***** DATASET EXTRACT

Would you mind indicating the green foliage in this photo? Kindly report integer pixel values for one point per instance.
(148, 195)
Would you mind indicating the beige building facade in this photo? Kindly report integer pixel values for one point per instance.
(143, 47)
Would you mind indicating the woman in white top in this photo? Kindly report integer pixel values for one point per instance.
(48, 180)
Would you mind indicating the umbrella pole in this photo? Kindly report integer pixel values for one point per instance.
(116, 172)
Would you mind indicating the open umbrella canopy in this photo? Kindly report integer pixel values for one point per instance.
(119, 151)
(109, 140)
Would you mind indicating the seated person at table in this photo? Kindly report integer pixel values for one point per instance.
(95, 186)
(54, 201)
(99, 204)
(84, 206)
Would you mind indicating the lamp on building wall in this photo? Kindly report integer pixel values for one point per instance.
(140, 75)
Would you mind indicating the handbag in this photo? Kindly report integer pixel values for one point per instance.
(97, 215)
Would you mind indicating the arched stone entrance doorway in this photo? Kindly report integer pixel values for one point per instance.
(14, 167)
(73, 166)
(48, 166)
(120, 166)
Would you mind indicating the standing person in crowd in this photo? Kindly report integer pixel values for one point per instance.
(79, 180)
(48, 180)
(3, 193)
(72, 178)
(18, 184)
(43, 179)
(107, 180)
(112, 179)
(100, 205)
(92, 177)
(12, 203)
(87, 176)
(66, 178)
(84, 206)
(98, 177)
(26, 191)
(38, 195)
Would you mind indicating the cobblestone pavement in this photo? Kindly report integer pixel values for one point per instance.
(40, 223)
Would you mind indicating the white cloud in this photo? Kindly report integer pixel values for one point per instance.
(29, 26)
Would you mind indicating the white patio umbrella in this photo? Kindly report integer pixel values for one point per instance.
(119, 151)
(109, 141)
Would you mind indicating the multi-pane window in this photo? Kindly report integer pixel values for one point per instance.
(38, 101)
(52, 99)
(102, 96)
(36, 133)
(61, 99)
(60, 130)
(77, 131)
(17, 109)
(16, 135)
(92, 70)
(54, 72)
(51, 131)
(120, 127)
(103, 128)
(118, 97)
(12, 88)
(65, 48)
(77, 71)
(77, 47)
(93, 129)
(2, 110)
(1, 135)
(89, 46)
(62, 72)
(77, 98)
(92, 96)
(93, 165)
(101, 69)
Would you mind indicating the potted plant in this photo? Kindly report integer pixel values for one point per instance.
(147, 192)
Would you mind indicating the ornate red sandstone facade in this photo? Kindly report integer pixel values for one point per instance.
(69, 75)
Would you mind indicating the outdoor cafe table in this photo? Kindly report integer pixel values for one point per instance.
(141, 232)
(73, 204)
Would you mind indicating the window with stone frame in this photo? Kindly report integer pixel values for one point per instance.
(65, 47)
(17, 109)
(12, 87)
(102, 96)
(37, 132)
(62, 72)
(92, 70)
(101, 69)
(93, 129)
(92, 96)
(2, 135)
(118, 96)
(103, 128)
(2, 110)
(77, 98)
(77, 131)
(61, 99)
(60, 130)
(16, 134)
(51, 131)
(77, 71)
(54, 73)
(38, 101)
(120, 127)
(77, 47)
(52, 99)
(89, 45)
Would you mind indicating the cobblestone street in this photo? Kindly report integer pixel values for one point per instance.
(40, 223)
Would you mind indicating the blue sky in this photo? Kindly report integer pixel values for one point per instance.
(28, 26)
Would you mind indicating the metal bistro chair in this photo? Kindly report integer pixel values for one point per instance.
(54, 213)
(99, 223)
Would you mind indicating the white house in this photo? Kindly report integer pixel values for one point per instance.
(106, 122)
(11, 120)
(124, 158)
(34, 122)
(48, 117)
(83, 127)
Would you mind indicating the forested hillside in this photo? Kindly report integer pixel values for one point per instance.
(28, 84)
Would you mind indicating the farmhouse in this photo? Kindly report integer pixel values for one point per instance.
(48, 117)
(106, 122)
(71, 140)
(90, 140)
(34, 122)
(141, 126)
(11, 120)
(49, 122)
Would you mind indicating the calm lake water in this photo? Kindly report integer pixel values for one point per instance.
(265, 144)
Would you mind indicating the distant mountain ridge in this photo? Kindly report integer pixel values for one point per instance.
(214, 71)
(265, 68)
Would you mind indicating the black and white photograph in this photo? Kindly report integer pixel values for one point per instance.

**********

◆ WHAT TO PRODUCE ◆
Please give back the listing in full; each line must match exactly.

◆ OUTPUT ◆
Would you mind indicating the green foliage in this photo? Kindly report integer pixel values for one point per instance.
(148, 195)
Would you mind indicating the beige building facade in this photo? Kindly report integer pixel values for one point per instance.
(143, 47)
Would you mind indicating the woman in white top in this photo? Kindly report integer pixel values for one point per instance.
(48, 180)
Would you mind indicating the umbrella pole in this photo? Kindly report integer pixel values for one point per instance.
(116, 172)
Would you mind indicating the open umbrella canopy in this photo? Kindly report integer pixel values for one point per instance.
(119, 151)
(109, 140)
Would you mind indicating the seated person at table in this photo? Kindly report integer pixel values for one point per instance.
(95, 186)
(54, 201)
(99, 204)
(84, 206)
Would you mind indicating the lamp on building wall in this photo? Kindly report integer pixel values for one point per instance.
(140, 75)
Would you mind indicating the handbag in this photo? Kindly report integer pixel values for one point per instance.
(97, 215)
Would you mind indicating the arched stone entrance doorway in this photo? Kindly report integer pixel values for one point per instance.
(14, 167)
(73, 166)
(48, 166)
(120, 166)
Would you mind indicating the standing person in crowd in this photo? Kindly report integer pixel values for one point per instance.
(79, 180)
(48, 180)
(3, 193)
(72, 178)
(18, 184)
(43, 179)
(107, 180)
(112, 179)
(100, 205)
(92, 177)
(12, 203)
(87, 176)
(66, 178)
(84, 206)
(98, 177)
(26, 191)
(38, 195)
Would you mind indicating the cobblestone pavement in this photo? Kindly report integer pixel values for one point per instance.
(40, 223)
Would you mind indicating the white cloud in this photo? Kindly report integer pixel values for one point per instance.
(29, 26)
Would you mind indicating the white patio umbrella in this photo? Kindly report integer pixel values for one point per instance.
(119, 151)
(109, 141)
Would you mind indicating the multi-pane window in this photo? Kindly report integer pixel values for one point per instance.
(38, 101)
(52, 99)
(102, 96)
(36, 133)
(61, 99)
(60, 130)
(77, 131)
(17, 109)
(16, 135)
(92, 70)
(54, 72)
(51, 131)
(120, 127)
(103, 128)
(118, 97)
(12, 88)
(65, 48)
(77, 71)
(77, 47)
(93, 129)
(2, 110)
(1, 135)
(89, 46)
(62, 72)
(77, 98)
(92, 96)
(93, 165)
(101, 69)
Would you mind indicating the potted plant in this photo? Kindly report integer pixel values for one point per instance.
(147, 192)
Would you mind indicating the ornate red sandstone facade in this photo? Kindly report integer pixel values for one point per instance.
(69, 75)
Would you mind indicating the outdoor cafe table in this photo? Kindly report integer pixel values for one point per instance.
(141, 232)
(73, 204)
Would you mind indicating the window with stone frame in this photo? Kindly report integer pixel values for one point per instance.
(65, 47)
(17, 109)
(12, 87)
(102, 96)
(37, 132)
(62, 72)
(92, 70)
(101, 69)
(93, 129)
(92, 96)
(2, 135)
(118, 96)
(103, 128)
(2, 110)
(77, 98)
(77, 131)
(61, 99)
(60, 130)
(16, 134)
(51, 131)
(77, 71)
(54, 73)
(38, 101)
(120, 127)
(77, 47)
(52, 99)
(89, 45)
Would you mind indicating the cobblestone street in this photo? Kindly report integer pixel values for one point per instance.
(40, 223)
Would you mind indicating the blue sky in this photo? Kindly report integer pixel values for one point per instance.
(28, 26)
Would you mind indicating the metal bistro chair in this photo? Kindly report integer pixel values for one point per instance.
(54, 213)
(99, 223)
Would you mind indicating the white house in this photo? Kindly report integer pixel values for one point per instance.
(106, 122)
(11, 120)
(124, 158)
(34, 122)
(48, 117)
(83, 127)
Would you mind indicating the forested hillside in this photo? Kindly report integer pixel values for one point per instance.
(28, 84)
Would you mind indicating the farmhouse in this photo? Kindly report integer pixel values for one point per instance.
(48, 117)
(106, 122)
(71, 140)
(90, 140)
(34, 122)
(141, 126)
(11, 120)
(49, 122)
Would you mind indicating the calm lake water in this photo? Kindly report integer pixel values for one point per instance.
(265, 144)
Would you mind indicating the distant mountain ridge in this photo? Kindly report integer pixel values for one point per instance.
(214, 71)
(265, 68)
Would you mind indicating the black and white photograph in this photo? Kindly report integer pixel values for one point per instance.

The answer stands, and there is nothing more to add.